§ THE PROBLEM: Turn the data below into a numbered list, omitting any blank lines.
··· ENTRIES SUPPLIED ···
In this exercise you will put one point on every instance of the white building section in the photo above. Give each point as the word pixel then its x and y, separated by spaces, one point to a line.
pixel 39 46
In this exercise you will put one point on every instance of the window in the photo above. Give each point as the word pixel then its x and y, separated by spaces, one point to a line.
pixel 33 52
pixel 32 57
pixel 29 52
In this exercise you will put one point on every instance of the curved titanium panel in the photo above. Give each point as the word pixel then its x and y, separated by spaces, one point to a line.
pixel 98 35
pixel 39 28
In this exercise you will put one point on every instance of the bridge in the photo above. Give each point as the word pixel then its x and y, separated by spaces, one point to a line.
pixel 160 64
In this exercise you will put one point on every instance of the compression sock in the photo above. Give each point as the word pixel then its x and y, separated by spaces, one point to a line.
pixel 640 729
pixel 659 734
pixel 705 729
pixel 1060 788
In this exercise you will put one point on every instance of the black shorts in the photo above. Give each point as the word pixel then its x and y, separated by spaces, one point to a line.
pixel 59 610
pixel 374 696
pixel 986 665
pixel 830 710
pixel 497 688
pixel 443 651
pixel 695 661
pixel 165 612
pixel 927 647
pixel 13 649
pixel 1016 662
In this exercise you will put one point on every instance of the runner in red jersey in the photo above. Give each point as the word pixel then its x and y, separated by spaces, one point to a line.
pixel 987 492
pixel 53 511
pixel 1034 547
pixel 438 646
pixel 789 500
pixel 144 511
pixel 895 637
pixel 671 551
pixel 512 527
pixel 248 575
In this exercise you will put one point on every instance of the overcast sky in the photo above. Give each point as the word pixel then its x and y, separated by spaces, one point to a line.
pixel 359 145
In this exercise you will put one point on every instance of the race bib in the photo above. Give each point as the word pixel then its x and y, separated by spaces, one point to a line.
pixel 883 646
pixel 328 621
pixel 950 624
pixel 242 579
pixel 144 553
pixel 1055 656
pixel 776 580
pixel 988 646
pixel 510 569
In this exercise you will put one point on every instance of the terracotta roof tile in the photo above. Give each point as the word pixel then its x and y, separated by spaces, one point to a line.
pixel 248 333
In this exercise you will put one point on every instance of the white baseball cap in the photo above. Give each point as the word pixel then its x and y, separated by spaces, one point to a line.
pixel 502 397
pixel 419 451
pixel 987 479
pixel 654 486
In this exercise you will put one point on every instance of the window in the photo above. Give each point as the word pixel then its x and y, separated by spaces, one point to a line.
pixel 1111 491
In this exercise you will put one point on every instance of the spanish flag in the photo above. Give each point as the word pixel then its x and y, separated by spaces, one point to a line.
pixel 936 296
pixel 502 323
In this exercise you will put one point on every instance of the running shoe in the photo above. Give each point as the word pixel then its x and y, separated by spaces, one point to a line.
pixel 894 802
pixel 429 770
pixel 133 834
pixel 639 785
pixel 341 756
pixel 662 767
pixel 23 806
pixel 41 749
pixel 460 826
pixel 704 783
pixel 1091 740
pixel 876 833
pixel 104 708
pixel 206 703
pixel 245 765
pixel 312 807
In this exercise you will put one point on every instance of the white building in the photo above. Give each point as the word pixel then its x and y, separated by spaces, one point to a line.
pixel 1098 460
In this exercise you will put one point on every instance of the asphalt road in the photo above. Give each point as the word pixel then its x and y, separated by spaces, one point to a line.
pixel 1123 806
···
§ WORKED SOLUTION:
1. In this exercise you will put one point on every instance of the white building section in the photo above. Give each point as the word pixel then its x and y, separated by spaces, one point to a line.
2. pixel 39 46
3. In this exercise you will put one point on every instance of the window in the photo above. Give each point as the word pixel then its x and y, separated by spaces, one point to a line.
4. pixel 33 52
5. pixel 32 57
6. pixel 29 52
7. In this exercise you will put one point on every instance of the curved titanium panel in the photo above. Give each point as the word pixel then its x and y, separated by spaces, one point to a line.
8. pixel 98 35
9. pixel 39 28
10. In this exercise you will put one point on every instance of the bridge in the photo above. Give each point as the word pixel then its x and y, separated by spaces, one point to a line.
11. pixel 160 64
12. In this exercise you will put one point on every instance of the compression sock in the photo above. Give each point as the word pixel then its x and y, separated by spaces, one point to a line.
13. pixel 640 729
14. pixel 659 734
15. pixel 705 729
16. pixel 1060 788
17. In this exercise you will put one point on every instance of the black shorts in the photo above. Give each point as the word pixel then its x and y, separated by spaces, one point to a line.
18. pixel 59 610
19. pixel 374 696
20. pixel 986 665
21. pixel 830 710
22. pixel 497 688
23. pixel 443 651
24. pixel 695 661
25. pixel 165 612
26. pixel 927 647
27. pixel 13 649
28. pixel 1016 662
29. In this exercise you will put one point on every instance of the runner in red jersey in the photo above. Give each point as the word pixel then its x and y, separated by spaces, one point to a line.
30. pixel 987 492
31. pixel 53 511
32. pixel 1034 547
33. pixel 438 646
34. pixel 789 500
35. pixel 144 511
36. pixel 895 637
37. pixel 671 551
38. pixel 512 527
39. pixel 248 575
40. In this exercise you will put one point on every instance of the overcast sky in the photo above. Give each point as the word pixel then its x and y, separated by spaces, one point to a line.
41. pixel 359 145
42. In this exercise you will put one point on every instance of the race bib in the photo above. Give each point as the word pixel then its x and y, separated by spaces, one point to a line.
43. pixel 883 646
44. pixel 328 621
45. pixel 950 624
46. pixel 242 579
47. pixel 144 553
48. pixel 1055 656
49. pixel 776 580
50. pixel 988 646
51. pixel 510 569
52. In this exercise you will put one point on every instance of the terracotta roof tile in the photo above. Give each point as the word pixel then its x and y, separated by spaces, one point to a line.
53. pixel 248 333
54. In this exercise you will put one point on every instance of the white baseball cap in the photo above. Give each point as the word pixel then its x and y, separated by spaces, one point to a line.
55. pixel 502 397
56. pixel 419 451
57. pixel 987 479
58. pixel 654 486
59. In this exercise you will put one point on every instance of the window in the photo above. Give each point as the word pixel then its x and y, separated by spaces, one point to a line.
60. pixel 1111 491
61. In this exercise you will put one point on every instance of the spanish flag in the photo above. Give each point as the word pixel then its x and y, separated by spaces, one point to a line.
62. pixel 936 296
63. pixel 502 323
64. In this exercise you will put one point on every instance of the running shoe in the photo above. Give each point as the word pixel then its x and y, separated by spaces, one point to a line.
65. pixel 894 802
66. pixel 429 770
67. pixel 133 834
68. pixel 639 785
69. pixel 341 756
70. pixel 662 767
71. pixel 23 806
72. pixel 41 749
73. pixel 460 826
74. pixel 704 783
75. pixel 1091 740
76. pixel 876 833
77. pixel 104 708
78. pixel 206 703
79. pixel 245 765
80. pixel 312 807
81. In this exercise you will put one point on every instance of the white building in the photo above. Give each point as the word pixel then its x and y, separated by spaces, one point to a line.
82. pixel 1098 460
83. In this exercise you will put one point on every instance of the asphalt road in the photo above. Give each point as the word pixel then its x and y, separated by spaces, one point to a line.
84. pixel 1123 806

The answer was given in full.